[Items stored from a collection]
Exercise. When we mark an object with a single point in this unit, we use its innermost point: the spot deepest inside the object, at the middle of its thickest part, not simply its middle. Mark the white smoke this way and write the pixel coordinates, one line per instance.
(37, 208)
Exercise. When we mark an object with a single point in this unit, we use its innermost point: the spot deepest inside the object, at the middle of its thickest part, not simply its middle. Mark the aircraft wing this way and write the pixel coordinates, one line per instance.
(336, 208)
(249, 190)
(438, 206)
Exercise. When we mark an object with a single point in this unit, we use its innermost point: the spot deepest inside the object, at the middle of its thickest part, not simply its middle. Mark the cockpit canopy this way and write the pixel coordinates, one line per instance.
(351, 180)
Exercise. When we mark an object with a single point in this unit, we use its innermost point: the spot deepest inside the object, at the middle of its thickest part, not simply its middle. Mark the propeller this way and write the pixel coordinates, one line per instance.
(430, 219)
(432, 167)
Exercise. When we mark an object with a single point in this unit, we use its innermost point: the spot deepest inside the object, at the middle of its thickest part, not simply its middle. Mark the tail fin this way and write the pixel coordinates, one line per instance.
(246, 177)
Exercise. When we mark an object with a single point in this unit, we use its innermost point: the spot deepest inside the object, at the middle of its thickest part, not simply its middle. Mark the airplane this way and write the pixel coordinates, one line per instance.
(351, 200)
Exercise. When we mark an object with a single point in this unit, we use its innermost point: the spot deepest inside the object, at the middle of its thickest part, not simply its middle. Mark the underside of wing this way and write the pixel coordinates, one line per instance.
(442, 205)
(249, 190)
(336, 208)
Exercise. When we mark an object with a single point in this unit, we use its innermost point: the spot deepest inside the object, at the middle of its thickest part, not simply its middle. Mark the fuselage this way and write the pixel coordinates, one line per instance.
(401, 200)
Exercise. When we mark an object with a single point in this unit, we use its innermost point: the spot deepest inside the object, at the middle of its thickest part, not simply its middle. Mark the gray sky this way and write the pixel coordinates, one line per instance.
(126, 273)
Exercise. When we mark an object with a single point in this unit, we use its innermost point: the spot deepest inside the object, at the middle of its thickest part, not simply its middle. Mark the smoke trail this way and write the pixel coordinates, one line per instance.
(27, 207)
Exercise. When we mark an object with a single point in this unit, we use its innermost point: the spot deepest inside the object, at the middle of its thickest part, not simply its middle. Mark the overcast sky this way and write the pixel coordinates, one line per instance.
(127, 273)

• Exercise aim: Recast the entries above as a two-column CSV with the headers "entry_text" and "answer", one row per entry. Put each entry's text and its answer in one quoted field apiece, replacing any line breaks with spaces.

• Exercise answer:
entry_text,answer
"Exercise. When we mark an object with a single point in this unit, we use its innermost point: the spot deepest inside the object, at the middle of its thickest part, not simply its middle. Mark the white smoke this way and write the pixel coordinates, one line per instance.","(37, 208)"
"Exercise. When we mark an object with a single point in this unit, we use its innermost point: the spot deepest inside the object, at the middle of its thickest part, not simply its middle. Mark the aircraft wing this way and write the pixel coordinates, one line per instance.","(336, 208) (249, 190) (438, 206)"
"Exercise. When we mark an object with a single point in this unit, we use its innermost point: the spot deepest inside the object, at the middle of its thickest part, not simply its middle. Mark the cockpit canopy this way and write the pixel coordinates, one line per instance.","(351, 180)"
"Exercise. When we mark an object with a single point in this unit, we use its innermost point: the spot deepest inside the object, at the middle of its thickest part, not simply its middle. Mark the propeller this way and write the pixel coordinates, one line per instance.","(430, 219) (432, 167)"
"Exercise. When we mark an object with a single point in this unit, we use its innermost point: the spot deepest inside the object, at the middle of its thickest part, not simply its middle. Mark the tail fin this way and write the pixel coordinates, one line per instance.","(246, 177)"
"Exercise. When we mark an object with a single point in this unit, we use its innermost point: the spot deepest inside the object, at the middle of its thickest part, not simply its middle. Mark the airplane this way and write the pixel coordinates, one line per instance.","(351, 200)"
"Exercise. When we mark an object with a single point in this unit, we use its innermost point: the spot deepest inside the object, at the middle of its thickest part, not simply its middle. Mark the underside of wing this way and write the pixel coordinates, one line per instance.","(442, 205) (249, 190) (336, 208)"
"Exercise. When we mark an object with a single point in this unit, we use its innermost point: the spot deepest inside the object, at the middle of its thickest part, not simply its middle. Mark the fuselage this way and write the pixel coordinates, one line per instance.","(401, 200)"
"Exercise. When we mark an object with a single point in this unit, we use its innermost point: the spot deepest inside the object, at the middle of its thickest part, not simply its middle. Mark the gray sky this way and write the pixel coordinates, one line per instance.","(126, 273)"
"Exercise. When we mark an object with a single point in this unit, we use its innermost point: the spot deepest inside the object, at the middle of its thickest part, not simply its middle. Mark the smoke trail this way and write the pixel coordinates, one line per instance.","(27, 207)"
"Exercise. When we mark an object with a single point in this unit, we use its innermost point: the spot deepest inside the object, at the middle of its thickest part, not simply its middle. Mark the overcast sky this way and write the pixel coordinates, one line per instance.","(127, 273)"